--- Task statement ---
Turn the stretch of the entries that opens with the line containing "trace: insect antenna" and runs through the end of the entries into a numbered list, leaving out any blank lines.

--- Source material ---
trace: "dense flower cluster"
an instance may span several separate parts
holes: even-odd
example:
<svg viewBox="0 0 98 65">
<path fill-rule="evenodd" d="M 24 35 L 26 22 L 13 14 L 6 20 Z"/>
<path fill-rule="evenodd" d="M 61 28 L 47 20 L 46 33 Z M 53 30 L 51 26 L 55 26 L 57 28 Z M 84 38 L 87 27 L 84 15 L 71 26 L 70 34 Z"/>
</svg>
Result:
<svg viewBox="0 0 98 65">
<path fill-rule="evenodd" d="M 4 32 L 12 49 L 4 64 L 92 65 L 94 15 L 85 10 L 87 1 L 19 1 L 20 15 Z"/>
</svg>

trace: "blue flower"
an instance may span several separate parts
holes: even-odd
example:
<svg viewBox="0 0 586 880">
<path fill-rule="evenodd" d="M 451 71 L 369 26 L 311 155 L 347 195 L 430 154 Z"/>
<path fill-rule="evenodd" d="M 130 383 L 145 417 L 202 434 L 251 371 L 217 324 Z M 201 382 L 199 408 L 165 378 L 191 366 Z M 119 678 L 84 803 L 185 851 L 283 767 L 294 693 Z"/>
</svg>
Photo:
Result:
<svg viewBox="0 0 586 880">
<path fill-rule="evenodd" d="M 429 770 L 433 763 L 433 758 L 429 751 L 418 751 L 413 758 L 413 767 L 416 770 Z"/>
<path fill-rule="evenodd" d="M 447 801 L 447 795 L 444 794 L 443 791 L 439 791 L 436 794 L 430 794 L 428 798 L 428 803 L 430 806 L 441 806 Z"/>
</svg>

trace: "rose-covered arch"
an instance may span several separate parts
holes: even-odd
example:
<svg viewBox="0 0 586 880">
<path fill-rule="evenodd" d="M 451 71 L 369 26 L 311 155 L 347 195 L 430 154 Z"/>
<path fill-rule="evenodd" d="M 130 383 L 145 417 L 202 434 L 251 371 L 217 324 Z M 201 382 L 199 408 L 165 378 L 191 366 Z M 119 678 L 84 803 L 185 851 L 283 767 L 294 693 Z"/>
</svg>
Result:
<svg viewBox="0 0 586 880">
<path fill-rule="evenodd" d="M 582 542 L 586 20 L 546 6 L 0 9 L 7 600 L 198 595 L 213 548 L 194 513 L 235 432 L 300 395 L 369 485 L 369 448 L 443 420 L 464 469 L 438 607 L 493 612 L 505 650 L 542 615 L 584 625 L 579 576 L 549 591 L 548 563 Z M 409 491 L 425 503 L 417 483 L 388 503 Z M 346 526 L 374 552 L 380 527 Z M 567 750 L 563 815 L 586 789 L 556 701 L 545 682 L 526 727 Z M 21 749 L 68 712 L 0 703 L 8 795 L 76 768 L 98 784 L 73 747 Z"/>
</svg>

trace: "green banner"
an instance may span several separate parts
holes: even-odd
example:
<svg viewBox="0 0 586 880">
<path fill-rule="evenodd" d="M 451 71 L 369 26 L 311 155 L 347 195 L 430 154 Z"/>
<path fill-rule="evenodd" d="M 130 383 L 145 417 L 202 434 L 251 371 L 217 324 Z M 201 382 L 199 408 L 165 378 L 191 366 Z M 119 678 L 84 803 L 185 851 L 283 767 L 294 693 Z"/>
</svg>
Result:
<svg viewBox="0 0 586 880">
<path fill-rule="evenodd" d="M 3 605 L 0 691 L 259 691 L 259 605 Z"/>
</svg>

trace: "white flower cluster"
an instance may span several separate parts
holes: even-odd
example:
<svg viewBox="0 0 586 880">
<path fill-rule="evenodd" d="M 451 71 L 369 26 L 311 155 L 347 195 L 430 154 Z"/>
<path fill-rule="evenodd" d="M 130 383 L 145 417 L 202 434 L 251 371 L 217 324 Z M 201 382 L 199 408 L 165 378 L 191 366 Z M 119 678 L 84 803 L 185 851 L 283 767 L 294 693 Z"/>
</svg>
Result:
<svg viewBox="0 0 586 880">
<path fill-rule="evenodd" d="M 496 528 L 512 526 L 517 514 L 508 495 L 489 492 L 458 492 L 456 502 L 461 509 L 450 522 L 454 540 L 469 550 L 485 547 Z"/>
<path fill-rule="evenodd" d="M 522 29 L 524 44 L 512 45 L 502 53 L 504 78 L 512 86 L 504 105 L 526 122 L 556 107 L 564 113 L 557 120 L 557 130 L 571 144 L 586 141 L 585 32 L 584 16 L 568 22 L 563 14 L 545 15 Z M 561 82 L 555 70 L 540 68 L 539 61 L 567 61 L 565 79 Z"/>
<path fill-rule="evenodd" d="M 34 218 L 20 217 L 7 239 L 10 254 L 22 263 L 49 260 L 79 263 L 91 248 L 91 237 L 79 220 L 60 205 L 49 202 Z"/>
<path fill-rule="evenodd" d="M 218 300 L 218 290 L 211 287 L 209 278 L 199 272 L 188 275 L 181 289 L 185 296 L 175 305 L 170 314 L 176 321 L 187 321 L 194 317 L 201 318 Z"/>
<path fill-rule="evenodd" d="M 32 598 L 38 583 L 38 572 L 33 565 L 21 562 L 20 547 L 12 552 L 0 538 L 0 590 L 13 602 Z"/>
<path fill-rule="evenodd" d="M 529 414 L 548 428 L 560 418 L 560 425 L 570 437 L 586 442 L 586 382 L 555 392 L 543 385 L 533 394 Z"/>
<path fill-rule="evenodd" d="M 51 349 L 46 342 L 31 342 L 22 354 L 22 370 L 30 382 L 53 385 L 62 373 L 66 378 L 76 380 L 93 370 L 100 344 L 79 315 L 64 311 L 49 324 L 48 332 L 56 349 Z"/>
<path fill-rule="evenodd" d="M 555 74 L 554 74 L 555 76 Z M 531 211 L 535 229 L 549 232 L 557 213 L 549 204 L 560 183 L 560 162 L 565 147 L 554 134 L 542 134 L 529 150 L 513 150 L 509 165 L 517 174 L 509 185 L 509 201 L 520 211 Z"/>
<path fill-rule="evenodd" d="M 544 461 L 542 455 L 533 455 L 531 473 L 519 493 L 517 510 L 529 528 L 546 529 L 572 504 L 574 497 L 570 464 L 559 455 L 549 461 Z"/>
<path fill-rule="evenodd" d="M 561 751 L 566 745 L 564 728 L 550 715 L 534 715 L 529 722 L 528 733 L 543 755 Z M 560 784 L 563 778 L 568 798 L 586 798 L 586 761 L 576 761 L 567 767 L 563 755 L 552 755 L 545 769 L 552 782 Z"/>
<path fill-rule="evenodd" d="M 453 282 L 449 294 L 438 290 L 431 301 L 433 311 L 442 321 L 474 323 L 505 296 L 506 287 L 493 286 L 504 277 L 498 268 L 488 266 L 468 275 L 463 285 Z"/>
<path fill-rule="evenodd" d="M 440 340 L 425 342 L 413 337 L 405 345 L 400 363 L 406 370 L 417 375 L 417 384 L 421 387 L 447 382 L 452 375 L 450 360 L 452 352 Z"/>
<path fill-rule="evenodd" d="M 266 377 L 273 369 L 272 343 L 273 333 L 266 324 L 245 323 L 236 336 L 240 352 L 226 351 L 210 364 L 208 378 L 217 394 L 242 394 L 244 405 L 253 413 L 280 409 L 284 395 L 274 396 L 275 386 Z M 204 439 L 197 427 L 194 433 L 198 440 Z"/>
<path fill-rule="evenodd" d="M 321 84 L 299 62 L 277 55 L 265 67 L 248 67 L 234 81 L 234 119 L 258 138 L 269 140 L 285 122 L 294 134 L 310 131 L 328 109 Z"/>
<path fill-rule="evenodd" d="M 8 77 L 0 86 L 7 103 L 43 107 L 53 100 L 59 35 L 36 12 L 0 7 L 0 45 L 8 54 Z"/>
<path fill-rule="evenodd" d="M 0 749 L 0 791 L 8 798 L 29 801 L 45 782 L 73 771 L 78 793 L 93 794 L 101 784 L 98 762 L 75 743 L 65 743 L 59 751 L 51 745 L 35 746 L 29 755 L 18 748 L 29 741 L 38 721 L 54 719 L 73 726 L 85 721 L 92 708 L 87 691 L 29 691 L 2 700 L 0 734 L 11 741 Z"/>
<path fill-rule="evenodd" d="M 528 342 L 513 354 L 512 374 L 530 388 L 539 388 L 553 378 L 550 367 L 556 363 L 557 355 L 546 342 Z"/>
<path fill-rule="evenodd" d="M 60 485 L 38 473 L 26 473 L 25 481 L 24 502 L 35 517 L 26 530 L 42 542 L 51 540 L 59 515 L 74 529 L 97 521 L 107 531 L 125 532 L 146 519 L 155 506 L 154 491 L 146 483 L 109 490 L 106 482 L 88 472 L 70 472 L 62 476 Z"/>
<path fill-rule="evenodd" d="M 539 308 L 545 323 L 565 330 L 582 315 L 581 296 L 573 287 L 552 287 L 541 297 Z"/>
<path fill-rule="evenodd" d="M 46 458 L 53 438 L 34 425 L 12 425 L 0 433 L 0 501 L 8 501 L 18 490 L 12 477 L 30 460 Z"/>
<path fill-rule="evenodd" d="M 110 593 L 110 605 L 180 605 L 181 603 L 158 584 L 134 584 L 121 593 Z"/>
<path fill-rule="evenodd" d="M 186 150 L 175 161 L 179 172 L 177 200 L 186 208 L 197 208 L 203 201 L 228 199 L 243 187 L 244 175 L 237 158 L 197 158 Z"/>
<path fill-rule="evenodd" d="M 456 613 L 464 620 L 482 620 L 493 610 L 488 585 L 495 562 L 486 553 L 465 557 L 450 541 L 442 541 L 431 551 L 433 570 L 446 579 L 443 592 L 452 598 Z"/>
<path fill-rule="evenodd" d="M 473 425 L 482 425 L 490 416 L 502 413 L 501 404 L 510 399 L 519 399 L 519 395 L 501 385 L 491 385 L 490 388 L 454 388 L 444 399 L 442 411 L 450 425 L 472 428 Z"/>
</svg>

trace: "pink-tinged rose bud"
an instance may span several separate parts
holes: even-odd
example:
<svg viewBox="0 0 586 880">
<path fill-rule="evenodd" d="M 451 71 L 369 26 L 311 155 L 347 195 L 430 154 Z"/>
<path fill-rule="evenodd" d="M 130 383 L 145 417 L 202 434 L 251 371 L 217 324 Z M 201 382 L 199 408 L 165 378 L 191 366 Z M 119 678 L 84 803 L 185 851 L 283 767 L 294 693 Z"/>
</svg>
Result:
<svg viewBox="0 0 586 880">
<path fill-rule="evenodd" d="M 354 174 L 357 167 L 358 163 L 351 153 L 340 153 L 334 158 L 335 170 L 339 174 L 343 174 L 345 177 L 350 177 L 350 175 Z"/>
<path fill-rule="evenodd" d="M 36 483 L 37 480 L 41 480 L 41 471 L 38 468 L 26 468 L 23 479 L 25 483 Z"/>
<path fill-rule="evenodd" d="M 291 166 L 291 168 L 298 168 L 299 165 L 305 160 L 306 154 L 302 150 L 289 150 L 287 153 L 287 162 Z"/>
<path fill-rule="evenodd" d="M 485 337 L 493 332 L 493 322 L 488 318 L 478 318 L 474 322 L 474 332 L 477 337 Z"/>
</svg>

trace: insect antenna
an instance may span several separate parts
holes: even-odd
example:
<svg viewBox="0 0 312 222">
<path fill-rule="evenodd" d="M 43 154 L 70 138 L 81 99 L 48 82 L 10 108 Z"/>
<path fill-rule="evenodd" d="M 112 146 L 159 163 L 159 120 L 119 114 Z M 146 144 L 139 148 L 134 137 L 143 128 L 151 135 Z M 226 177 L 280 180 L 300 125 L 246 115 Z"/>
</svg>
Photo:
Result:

--- Reply ---
1. trace: insect antenna
2. an instance may span several separate parts
3. holes: even-odd
4. example:
5. <svg viewBox="0 0 312 222">
6. <path fill-rule="evenodd" d="M 43 154 L 70 138 L 81 99 L 48 82 L 10 108 Z"/>
7. <path fill-rule="evenodd" d="M 112 146 L 159 163 L 159 120 L 119 114 Z M 146 144 L 139 148 L 134 137 L 143 128 L 151 135 Z M 226 177 L 280 180 L 300 125 L 246 115 Z"/>
8. </svg>
9. Photo:
10. Result:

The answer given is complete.